* _What to do_: Identical copies of all the records below are needed.

* _Information shown_:
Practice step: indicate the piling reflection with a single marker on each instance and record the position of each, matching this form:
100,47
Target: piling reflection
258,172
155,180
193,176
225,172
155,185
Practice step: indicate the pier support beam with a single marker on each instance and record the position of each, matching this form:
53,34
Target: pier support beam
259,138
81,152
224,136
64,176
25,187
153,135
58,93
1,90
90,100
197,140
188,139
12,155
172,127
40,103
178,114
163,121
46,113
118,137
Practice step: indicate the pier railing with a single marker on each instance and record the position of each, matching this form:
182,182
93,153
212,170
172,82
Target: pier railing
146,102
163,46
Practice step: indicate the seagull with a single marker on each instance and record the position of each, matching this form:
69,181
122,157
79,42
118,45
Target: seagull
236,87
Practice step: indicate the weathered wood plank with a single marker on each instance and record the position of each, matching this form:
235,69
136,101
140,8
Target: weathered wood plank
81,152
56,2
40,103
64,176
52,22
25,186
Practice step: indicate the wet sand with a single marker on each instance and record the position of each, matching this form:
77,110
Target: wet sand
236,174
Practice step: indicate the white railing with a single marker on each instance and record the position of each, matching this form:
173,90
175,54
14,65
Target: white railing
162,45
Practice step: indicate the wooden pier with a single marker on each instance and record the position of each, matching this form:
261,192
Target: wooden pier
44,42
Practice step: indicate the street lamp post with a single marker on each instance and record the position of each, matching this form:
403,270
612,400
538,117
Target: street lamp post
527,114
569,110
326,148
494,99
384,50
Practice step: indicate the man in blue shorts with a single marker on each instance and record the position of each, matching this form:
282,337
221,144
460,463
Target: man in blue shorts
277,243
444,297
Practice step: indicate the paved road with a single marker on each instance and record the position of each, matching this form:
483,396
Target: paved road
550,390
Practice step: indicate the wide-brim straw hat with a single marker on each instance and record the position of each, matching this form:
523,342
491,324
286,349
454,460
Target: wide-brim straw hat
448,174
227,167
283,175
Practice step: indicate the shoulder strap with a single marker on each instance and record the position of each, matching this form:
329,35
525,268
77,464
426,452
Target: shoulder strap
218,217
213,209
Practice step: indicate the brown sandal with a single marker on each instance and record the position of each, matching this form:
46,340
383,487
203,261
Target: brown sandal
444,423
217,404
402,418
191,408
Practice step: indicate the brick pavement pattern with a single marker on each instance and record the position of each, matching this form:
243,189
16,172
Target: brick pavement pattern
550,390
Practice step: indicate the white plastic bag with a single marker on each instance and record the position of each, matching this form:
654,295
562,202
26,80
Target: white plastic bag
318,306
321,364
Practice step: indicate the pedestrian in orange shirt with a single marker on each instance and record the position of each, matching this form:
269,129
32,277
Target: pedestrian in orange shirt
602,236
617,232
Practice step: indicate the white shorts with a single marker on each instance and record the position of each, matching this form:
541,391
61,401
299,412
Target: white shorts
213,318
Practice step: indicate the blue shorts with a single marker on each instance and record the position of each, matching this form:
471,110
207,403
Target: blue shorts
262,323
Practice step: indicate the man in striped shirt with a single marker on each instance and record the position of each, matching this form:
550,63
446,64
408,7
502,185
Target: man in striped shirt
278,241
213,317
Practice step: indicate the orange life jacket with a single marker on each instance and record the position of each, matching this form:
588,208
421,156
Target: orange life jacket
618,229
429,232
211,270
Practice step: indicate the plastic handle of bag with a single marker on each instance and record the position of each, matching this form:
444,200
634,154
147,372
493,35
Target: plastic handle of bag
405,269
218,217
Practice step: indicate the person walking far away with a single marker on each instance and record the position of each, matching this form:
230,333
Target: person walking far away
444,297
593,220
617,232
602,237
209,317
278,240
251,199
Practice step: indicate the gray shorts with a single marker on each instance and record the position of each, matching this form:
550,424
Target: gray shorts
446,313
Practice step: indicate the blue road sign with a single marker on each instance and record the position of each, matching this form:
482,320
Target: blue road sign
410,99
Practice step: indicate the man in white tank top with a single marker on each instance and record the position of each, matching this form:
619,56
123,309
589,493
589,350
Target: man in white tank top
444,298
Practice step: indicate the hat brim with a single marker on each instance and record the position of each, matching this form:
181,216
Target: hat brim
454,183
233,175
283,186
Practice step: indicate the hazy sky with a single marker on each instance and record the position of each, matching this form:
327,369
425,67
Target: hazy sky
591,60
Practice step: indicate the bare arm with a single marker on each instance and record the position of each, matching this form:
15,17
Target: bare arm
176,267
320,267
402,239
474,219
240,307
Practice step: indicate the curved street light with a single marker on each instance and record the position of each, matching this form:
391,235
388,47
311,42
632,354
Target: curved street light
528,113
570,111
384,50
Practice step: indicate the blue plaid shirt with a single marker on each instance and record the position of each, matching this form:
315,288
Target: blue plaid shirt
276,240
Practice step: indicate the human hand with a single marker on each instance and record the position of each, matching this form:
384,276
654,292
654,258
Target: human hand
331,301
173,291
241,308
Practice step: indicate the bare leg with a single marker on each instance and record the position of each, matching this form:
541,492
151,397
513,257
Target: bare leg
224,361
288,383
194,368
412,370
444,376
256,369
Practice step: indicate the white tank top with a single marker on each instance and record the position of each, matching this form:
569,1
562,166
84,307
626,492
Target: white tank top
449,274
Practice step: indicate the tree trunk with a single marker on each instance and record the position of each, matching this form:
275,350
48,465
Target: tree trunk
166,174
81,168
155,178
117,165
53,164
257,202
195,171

* _Worked solution_:
Practice step: indicate the piling reflection with a single marker on each instance and record the position of each, matching this form:
100,47
Target: piling reflection
258,172
155,180
193,176
225,172
155,185
Practice step: indicate the pier support beam with a single marker on each instance and record the position of each, matching this form:
53,34
Target: pier support beam
259,138
81,152
224,136
64,176
25,187
153,135
58,93
1,90
90,100
197,140
188,139
12,155
172,127
40,103
178,114
163,121
46,113
118,137
Practice step: indicate the pier railing with a single marker on each instance and record the position of each, matching this form:
182,182
93,153
212,170
172,82
Target: pier railing
146,102
163,46
Practice step: indicate the seagull with a single marker on each instance and record the position of each, matching this form:
69,181
122,157
79,42
118,45
Target: seagull
236,87
Practice step: indicate the weathered wood plank with a single marker on each instance and record the position of each, matching this form:
235,69
136,101
140,8
Target: weathered wood plank
81,152
56,2
40,103
64,176
52,22
25,186
Practice step: indicate the wet sand with a single marker on each instance and record the position of each, matching this form:
77,110
Target: wet sand
236,174
Practice step: indicate the white railing with a single marker on each instance and record the position of each, matching this form:
173,90
175,54
14,65
Target: white railing
162,45
Practice step: indicate the wooden pier with a single marker on each instance and record the position of each, matching this form:
261,192
Target: wooden pier
44,42
Practice step: indicate the street lamp post with a single marker on each instance and record the position of each, matching this form:
403,270
612,400
538,117
Target: street lamp post
527,114
569,110
326,148
494,99
384,50
Practice step: indicate the man in blue shorts with a single marker on each instance and record the position of each, matching this form:
282,337
221,144
460,463
Target: man in blue shorts
277,243
444,297
Practice step: indicate the paved road with a single marker on each instance and record the position of each, matching this form:
483,396
Target: paved road
550,390
Practice step: indicate the wide-brim straw hat with a single marker on each instance and record the position of each, matching this form:
523,342
491,324
286,349
454,460
Target: wide-brim straw hat
448,174
227,167
283,175
Practice step: indicate the shoulder strap with a single marker on each instance and record the position of each, matching this form:
329,35
525,268
77,464
426,452
Target: shoulder strap
218,217
213,209
Practice step: indicate the brown sandal with a single marker on each instance and record the position of each, matching this form:
46,340
383,487
203,261
Target: brown sandal
444,423
217,404
402,418
191,408
Practice step: indicate the brick pavement pattern with a single marker on each instance and record the position of each, matching this form:
243,189
16,172
Target: brick pavement pattern
550,390
Practice step: indicate the white plastic bag with a single marker on each instance and record the position of each, matching this form:
654,295
562,202
26,80
Target: white plastic bag
318,306
321,364
Practice step: indicate the pedestrian in orange shirt with a single marker on each instance and record the position of each, matching this form:
269,129
32,277
Target: pedestrian in orange shirt
602,236
617,232
Practice step: indicate the white shorts with a single marker on each instance and record the position of each, matching this form:
541,391
61,401
299,412
Target: white shorts
213,318
Practice step: indicate the blue shorts with a single marker on each instance and record the position of each, matching this form:
471,110
207,403
Target: blue shorts
262,323
Practice step: indicate the man in striped shirt with a single marker on each instance and record the position of each, matching this form:
550,63
446,64
408,7
502,185
Target: man in striped shirt
278,241
213,317
Practice step: indicate the orange life jacket with a single marker on each instance and record the position of each, matching this form:
588,208
421,156
Target: orange life jacket
618,229
429,232
211,270
Practice step: indicate the plastic handle of bag with a single marker on each instance and record the position of each, matching this form:
444,200
634,154
147,372
493,35
Target: plastic handle of bag
405,269
218,217
Practice step: indicate the person walking far away with a single marker on each instance and record the position of each, matching this form:
230,333
Target: person walking far away
444,297
593,220
617,232
602,237
209,317
278,240
251,199
Practice step: indicate the gray shorts with a single marker on each instance and record the position of each, matching this form:
550,424
Target: gray shorts
446,313
Practice step: indicate the blue road sign with a single marker on each instance and record the position of each, matching this form:
482,320
Target: blue road sign
410,99
Practice step: indicate the man in white tank top with a single marker on each instance and record the position of each, matching this form:
619,56
123,309
589,493
589,350
Target: man in white tank top
444,298
Practice step: indicate the hat brim with a single marker on each instance and record the position of each, matching this form:
181,216
Target: hat brim
454,183
233,175
283,186
Practice step: indicate the hazy sky with a single marker on each instance and record the position of each, matching this form:
327,369
425,67
Target: hazy sky
591,60
Practice step: indicate the bare arm with a single marker on each instance and record the position of each, matching this form:
15,17
Target: bare arm
176,267
320,267
402,239
474,219
240,307
Practice step: indicate the curved street light with a single marker on each instance and record the position of each, matching this form:
391,235
388,47
311,42
632,354
Target: curved street light
528,113
570,111
384,50
Practice step: indicate the blue plaid shirt with a single marker on each instance and record the position of each, matching this form:
315,288
Target: blue plaid shirt
276,240
Practice step: indicate the human hand with a single marker on each instance and record the position of each, matching this form:
384,276
654,292
654,258
Target: human hand
331,301
173,291
241,308
Practice step: indicate the bare leg with a single marker on each instance and record the position of each, matching this form:
541,492
151,397
513,257
Target: bare leg
224,361
288,383
194,368
412,370
444,376
256,369
Practice step: indicate the white tank top with a single marker on each instance and record the position of each, matching this form:
569,1
562,166
84,307
626,492
Target: white tank top
449,274
Practice step: indicate the tree trunk with a single marker on each instance and record the position of each, matching this form:
275,350
48,465
Target: tree trunk
166,174
81,168
155,178
117,165
53,164
257,202
195,171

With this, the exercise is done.